Segment Start: The records

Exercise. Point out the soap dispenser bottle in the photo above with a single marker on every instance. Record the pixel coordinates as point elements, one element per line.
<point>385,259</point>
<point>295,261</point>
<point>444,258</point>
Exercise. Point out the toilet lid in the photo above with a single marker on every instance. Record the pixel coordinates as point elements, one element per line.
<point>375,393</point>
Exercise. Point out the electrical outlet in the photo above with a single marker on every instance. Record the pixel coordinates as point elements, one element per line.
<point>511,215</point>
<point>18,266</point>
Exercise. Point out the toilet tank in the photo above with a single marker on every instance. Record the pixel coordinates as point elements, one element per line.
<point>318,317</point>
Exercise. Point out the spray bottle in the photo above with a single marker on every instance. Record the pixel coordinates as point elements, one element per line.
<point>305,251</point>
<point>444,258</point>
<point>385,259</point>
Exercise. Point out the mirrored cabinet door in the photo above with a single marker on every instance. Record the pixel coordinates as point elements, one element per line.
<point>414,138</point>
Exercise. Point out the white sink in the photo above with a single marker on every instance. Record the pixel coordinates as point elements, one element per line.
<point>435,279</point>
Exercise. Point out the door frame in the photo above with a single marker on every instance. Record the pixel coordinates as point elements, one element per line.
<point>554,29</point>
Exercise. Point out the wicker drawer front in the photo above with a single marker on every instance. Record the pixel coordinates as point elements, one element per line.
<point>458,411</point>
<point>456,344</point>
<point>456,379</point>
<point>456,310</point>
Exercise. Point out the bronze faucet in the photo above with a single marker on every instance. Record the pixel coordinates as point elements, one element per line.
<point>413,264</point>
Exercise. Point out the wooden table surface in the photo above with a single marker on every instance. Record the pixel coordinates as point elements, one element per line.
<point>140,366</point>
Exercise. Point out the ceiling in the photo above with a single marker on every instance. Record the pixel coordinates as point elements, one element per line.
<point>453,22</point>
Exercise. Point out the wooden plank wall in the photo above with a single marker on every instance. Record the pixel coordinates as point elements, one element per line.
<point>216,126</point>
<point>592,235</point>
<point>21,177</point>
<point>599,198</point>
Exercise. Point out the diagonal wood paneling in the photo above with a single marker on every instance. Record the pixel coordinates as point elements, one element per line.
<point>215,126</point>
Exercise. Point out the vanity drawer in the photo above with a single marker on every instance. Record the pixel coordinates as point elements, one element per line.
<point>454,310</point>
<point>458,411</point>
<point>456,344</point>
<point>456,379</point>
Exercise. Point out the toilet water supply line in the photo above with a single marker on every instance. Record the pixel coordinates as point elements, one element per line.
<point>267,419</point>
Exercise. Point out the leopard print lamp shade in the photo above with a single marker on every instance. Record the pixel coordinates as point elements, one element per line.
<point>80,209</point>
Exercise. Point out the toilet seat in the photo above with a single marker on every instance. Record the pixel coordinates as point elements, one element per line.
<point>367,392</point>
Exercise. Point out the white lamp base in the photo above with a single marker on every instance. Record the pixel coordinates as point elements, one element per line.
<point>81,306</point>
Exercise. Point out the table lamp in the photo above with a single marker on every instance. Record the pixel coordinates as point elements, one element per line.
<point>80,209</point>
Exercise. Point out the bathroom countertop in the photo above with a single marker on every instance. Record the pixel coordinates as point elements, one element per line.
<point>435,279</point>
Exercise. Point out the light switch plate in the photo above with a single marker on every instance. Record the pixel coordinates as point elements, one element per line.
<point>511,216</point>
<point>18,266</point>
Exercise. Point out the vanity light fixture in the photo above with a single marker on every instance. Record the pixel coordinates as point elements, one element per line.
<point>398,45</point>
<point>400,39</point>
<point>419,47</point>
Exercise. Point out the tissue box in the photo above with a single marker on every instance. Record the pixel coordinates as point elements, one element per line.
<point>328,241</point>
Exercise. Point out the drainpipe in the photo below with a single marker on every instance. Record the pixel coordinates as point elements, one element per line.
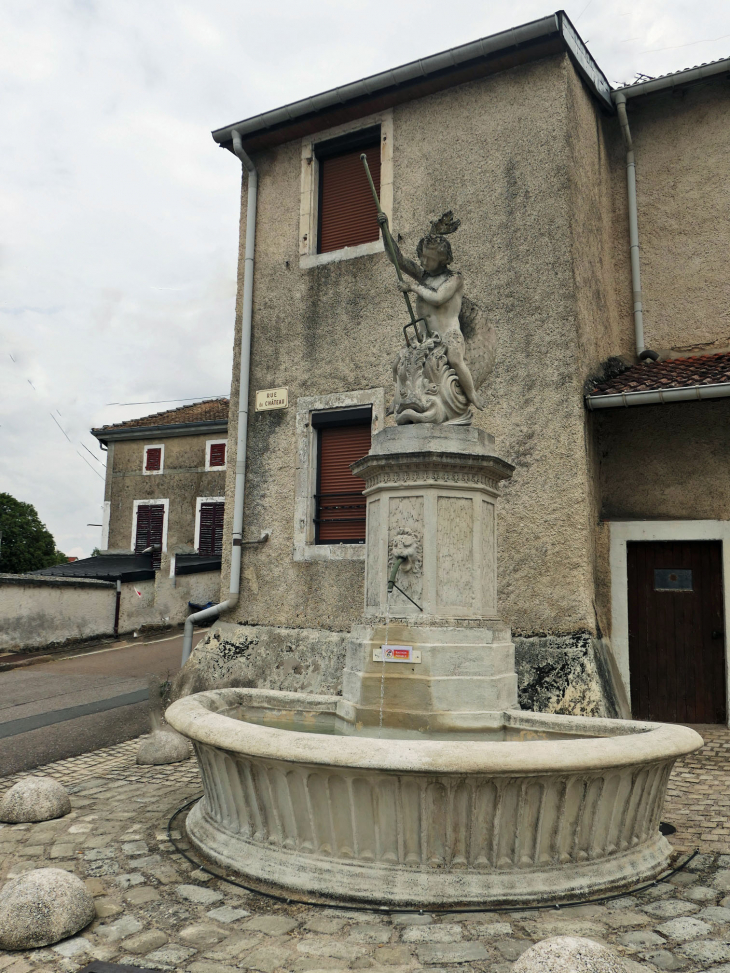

Segment End: The records

Repeat the entries above exactly as written, but not their pictures.

### Completed task
Exercise. Point out the soap dispenser bottle in the photo above with a single marker on every instance. Record the pixel coordinates as point elements, one element per line.
<point>385,259</point>
<point>295,261</point>
<point>444,258</point>
Exercise. Point out the toilet lid in the photo above with a single marker on every instance. Record the pixel coordinates as point elements, one element per line.
<point>375,393</point>
Exercise. Point out the electrical outlet in the photo above with a single marker on every instance. Record the pixel coordinates as point elements, one element per line.
<point>511,215</point>
<point>18,266</point>
Exercise. Point out the toilet tank in the photo above with a single marker on every instance. Record the pixel coordinates as point elements, one element per line.
<point>318,317</point>
Exercise. Point out the spray bottle in the photo above with a single marker on every instance. Record the pixel coordinates as point elements, one element per line.
<point>305,251</point>
<point>444,258</point>
<point>385,259</point>
Exercise. Point out the mirrored cabinet door in the photo above with a single marker on every instance. Record the pixel coordinates as point elements, one element per line.
<point>414,138</point>
Exercise. Point out the white sink in the photo above with a single marker on every instance. Record the pixel coordinates as point elements, one element per line.
<point>435,279</point>
Exercise. Point out the door frame in the photo above with a single marker on every instance. Record the pixel coordinates as point elements, one element per line.
<point>554,29</point>
Exercise. Point out the wicker drawer front in the photo above with a single marker on every instance. Record the pixel coordinates as point elements, one element per line.
<point>458,411</point>
<point>456,344</point>
<point>456,379</point>
<point>456,310</point>
Exercise. Point out the bronze faucet in the photo above with a single marker on every instance. Record the pixel coordinates as point elements, one element per line.
<point>413,264</point>
Exercise. Point out the wooden table surface in the photo above with a single marker on every instance. Record the pixel coordinates as point elements, one element per line.
<point>140,366</point>
Exercise. Point out the ceiling in the photo above with a single marker on every instance. Record the pixel coordinates as point elements, one element per line.
<point>453,22</point>
Exercise. Point out the wooden plank wall in the photo above with a single marker on every instance. Record the pixel coordinates as point elements, one element per line.
<point>216,126</point>
<point>592,235</point>
<point>21,177</point>
<point>599,198</point>
Exercise. Point out the diagonal wood paneling in the photo above with a single marker on every instance. Record the pixel coordinates as point elements, one element per line.
<point>215,126</point>
Exercise. Point out the vanity drawer in the photo above with a single marker on every instance. Record the pixel coordinates as point elements, one element per line.
<point>454,310</point>
<point>458,411</point>
<point>456,344</point>
<point>456,379</point>
Exercise. Point out the toilet water supply line in the photo above with a single marker on every instance. Record the pixel coordinates as point elements, one element per line.
<point>267,419</point>
Exercise. Point out the leopard print lamp shade in the photo above with a single marker on every instance. Record the pixel coordinates as point elements, one element per line.
<point>80,209</point>
Exercise. Point out the toilet seat in the photo above with a single marker on every instance. Record the pixel coordinates as point elements, one element per line.
<point>367,392</point>
Exercise. Point out the white lamp base in the photo above with a single marker on every instance. Record the pixel coordinates as point elements, one element per line.
<point>81,306</point>
Exercise. Point out the table lamp in the photo above with a single marker on every instance. Record the pixel coordinates as point elements, one element per line.
<point>80,209</point>
Exercise. Point out the bathroom countertop in the photo above with a single marker on every instance. Record the pixel coordinates as point elements, one element per line.
<point>435,279</point>
Exercise. Point out the light switch plate in the photo above with a single marker on every instance. Record the pixel coordinates as point elements, one element per line.
<point>511,216</point>
<point>18,266</point>
Exercise. Point out the vanity light fixture in the photo above with a single marker on every instance. Record the pixel coordinates as point elements, one element per line.
<point>398,45</point>
<point>400,39</point>
<point>419,47</point>
Exercise. Point out the tissue box in the photo above with a single marker on every instance. Record the pixel coordinates as point elements, one element per line.
<point>328,241</point>
Exercise. Point out the drainpipe in the photo below with a single marker on every instance. Record the pixel coordinates as point elements, one element per line.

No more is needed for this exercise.